Questions to answer:
[1] In the inauguration article, what number vice president is Kamala Harris set to become?
[2] From the inauguration article, duplicate everything from "Biden, Harris inauguration: Final" down to "ahead of Wednesday.", word for word.

═══ Text segment ═══

Biden, Harris inauguration: Final preparations underway

Trump is expected to issue some 100 pardons and commutations for release on Tuesday. Kamala Harris resigned from her senate seat ahead of Wednesday.

THEN-CANDIDATES Joe Biden and Kamala Harris campaign for president and vice president in Wilmington, Delaware, in August.  (photo credit: KEVIN LAMARQUE/REUTERS)
THEN-CANDIDATES Joe Biden and Kamala Harris campaign for president and vice president in Wilmington, Delaware, in August.
(photo credit: KEVIN LAMARQUE/REUTERS)
WASHINGTON – The final preparations for President-elect Joe Biden and Vice President-elect Kamala Harris’s inauguration are underway. Biden is expected to take the oath of office and become the 46 president of the US on Wednesday at local noontime.
Harris is set to become the 49th vice president. She will be the first woman to ever hold the position. Harris, who served as a California senator, officially resigned from the Senate on Monday ahead of Wednesday’s ceremony.

Harris penned an op-ed in the San Francisco Chronicle and addressed one of her most significant roles as vice president. As each party will hold 50 seats starting Wednesday, she could cast tie-breaking votes as the vice president.
“Since our nation’s founding, only 268 tie-breaking votes have been cast by a Vice President,” Harris wrote. “I intend to work tirelessly as your Vice President, including, if necessary, fulfilling this Constitutional duty.”
“At the same time, it is my hope that rather than come to the point of a tie, the Senate will instead find common ground and do the work of the American people,” she added.

═══ Dataset ═══

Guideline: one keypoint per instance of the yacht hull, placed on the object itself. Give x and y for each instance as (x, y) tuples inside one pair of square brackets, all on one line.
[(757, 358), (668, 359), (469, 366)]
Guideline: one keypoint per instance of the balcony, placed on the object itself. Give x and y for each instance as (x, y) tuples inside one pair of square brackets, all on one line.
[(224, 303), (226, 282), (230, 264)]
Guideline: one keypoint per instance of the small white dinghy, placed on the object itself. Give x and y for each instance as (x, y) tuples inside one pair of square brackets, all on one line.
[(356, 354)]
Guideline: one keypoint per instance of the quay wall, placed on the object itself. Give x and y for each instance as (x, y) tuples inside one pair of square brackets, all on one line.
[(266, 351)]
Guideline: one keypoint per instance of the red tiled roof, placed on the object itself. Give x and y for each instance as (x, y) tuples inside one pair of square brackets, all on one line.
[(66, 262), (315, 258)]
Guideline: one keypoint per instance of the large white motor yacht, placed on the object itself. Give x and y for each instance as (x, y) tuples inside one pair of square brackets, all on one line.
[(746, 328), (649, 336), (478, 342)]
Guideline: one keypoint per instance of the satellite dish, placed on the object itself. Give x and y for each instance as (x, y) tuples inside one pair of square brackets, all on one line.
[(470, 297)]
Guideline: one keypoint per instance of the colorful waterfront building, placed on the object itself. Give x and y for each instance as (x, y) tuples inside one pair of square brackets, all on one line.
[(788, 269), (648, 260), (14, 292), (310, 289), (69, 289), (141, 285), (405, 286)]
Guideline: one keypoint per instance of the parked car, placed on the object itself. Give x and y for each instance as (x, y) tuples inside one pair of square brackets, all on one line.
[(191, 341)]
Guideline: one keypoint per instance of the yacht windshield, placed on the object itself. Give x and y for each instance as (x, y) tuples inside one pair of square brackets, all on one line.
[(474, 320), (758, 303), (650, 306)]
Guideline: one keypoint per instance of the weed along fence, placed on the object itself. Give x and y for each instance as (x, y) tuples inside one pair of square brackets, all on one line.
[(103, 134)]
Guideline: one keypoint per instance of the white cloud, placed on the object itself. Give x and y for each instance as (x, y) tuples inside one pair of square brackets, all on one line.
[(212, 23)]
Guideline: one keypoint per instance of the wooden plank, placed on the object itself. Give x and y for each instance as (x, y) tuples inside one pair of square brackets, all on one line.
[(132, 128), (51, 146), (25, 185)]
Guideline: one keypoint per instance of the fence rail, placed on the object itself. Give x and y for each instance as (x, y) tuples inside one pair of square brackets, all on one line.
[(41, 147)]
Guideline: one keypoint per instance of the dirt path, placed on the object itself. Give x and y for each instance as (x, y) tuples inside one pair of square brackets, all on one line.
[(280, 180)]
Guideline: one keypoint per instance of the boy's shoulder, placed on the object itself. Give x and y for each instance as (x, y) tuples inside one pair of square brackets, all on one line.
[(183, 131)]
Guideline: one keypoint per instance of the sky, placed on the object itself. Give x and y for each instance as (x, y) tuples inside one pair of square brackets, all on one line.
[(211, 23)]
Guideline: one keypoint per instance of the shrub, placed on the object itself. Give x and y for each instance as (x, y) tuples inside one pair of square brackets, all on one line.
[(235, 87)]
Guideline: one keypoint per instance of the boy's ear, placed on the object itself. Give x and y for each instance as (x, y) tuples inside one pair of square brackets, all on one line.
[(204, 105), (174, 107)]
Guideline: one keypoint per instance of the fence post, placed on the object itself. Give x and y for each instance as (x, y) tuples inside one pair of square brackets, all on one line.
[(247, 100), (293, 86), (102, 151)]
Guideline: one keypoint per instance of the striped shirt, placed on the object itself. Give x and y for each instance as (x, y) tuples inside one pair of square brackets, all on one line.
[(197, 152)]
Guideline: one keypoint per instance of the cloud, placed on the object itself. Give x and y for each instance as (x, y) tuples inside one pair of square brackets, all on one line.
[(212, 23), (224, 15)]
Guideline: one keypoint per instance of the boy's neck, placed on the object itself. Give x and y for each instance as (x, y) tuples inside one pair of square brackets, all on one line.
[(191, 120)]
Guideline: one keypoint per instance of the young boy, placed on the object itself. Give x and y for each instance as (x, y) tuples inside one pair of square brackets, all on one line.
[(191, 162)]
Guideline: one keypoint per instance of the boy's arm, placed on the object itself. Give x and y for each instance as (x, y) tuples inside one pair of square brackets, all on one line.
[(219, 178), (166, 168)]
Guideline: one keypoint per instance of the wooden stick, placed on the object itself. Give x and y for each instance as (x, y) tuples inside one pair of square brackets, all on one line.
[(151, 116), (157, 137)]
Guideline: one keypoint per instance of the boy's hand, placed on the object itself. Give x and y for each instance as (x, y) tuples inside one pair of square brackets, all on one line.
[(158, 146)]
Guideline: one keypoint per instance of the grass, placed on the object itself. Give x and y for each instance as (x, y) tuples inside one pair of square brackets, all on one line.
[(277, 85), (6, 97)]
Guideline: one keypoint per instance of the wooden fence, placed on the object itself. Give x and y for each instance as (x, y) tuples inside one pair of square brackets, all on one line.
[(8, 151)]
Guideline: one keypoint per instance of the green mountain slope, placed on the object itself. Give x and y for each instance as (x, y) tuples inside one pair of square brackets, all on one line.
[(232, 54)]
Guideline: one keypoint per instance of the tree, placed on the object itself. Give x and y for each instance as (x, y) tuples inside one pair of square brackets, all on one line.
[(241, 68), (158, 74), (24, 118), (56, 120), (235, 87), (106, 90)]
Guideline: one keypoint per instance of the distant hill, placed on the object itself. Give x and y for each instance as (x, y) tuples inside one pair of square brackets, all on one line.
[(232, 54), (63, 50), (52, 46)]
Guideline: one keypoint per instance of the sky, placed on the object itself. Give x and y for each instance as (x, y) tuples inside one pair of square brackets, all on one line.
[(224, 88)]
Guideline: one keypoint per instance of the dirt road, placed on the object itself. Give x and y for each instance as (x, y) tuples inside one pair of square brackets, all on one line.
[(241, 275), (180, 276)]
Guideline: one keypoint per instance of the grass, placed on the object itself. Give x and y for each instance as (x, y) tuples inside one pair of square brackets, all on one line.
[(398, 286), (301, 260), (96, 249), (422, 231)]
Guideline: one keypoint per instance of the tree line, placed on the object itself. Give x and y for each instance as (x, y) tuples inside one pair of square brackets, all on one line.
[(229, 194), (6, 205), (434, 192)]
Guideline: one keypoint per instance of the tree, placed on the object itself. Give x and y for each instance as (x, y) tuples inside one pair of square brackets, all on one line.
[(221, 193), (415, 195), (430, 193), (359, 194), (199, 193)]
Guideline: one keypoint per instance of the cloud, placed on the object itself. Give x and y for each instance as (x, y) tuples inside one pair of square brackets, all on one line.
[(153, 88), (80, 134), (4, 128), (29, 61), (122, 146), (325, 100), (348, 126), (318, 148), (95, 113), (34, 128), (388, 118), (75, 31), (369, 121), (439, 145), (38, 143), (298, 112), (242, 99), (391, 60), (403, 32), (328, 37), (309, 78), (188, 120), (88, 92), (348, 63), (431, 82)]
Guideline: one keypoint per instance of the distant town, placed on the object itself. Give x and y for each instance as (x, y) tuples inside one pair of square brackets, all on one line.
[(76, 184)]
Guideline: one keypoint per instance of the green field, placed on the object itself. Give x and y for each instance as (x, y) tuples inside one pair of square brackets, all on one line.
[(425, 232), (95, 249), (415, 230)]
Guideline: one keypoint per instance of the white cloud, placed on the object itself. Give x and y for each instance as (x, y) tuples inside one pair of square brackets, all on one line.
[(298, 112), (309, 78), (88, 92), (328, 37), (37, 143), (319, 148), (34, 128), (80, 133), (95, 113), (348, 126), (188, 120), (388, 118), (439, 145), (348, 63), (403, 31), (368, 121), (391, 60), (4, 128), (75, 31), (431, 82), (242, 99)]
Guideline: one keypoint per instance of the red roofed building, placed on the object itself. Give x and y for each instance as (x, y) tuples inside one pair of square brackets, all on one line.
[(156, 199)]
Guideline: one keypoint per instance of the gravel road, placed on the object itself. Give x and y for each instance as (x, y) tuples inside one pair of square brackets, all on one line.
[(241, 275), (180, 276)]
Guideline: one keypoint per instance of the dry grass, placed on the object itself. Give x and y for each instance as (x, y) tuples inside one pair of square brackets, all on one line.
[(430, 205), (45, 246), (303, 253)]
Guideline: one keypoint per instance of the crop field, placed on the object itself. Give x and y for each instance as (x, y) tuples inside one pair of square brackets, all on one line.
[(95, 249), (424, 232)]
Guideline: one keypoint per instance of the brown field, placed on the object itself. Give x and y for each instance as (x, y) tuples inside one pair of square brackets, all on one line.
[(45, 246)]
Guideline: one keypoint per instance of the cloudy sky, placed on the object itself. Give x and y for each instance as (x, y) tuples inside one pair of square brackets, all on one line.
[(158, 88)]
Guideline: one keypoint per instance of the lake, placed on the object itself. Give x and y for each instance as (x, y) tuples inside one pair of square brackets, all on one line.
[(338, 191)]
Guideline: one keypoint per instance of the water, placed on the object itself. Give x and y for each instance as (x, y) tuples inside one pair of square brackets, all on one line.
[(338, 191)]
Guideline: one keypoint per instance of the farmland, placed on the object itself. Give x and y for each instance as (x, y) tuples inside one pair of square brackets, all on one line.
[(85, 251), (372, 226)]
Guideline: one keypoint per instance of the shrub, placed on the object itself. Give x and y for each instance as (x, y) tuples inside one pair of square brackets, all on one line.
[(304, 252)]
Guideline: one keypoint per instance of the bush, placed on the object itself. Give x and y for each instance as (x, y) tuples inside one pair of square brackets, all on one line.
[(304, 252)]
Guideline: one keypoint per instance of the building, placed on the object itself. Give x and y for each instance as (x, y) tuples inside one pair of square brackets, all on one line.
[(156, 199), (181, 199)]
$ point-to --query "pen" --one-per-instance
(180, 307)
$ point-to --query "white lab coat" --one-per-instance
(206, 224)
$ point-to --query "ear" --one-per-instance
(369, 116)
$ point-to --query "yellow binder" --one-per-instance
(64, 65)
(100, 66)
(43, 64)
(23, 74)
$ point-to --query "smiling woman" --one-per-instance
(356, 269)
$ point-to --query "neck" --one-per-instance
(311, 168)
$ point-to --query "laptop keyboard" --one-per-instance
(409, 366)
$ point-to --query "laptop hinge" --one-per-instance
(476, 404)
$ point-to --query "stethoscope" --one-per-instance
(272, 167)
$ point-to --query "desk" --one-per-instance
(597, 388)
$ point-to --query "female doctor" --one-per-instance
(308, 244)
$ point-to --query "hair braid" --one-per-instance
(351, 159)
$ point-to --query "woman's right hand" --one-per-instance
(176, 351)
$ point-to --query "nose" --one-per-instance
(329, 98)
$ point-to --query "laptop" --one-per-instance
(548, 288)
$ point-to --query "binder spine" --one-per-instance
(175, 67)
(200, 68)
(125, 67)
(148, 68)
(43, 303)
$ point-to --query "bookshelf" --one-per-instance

═══

Solutions to the problems:
[1] The 49th vice president.

[2]
Biden, Harris inauguration: Final preparations underway

Trump is expected to issue some 100 pardons and commutations for release on Tuesday. Kamala Harris resigned from her senate seat ahead of Wednesday.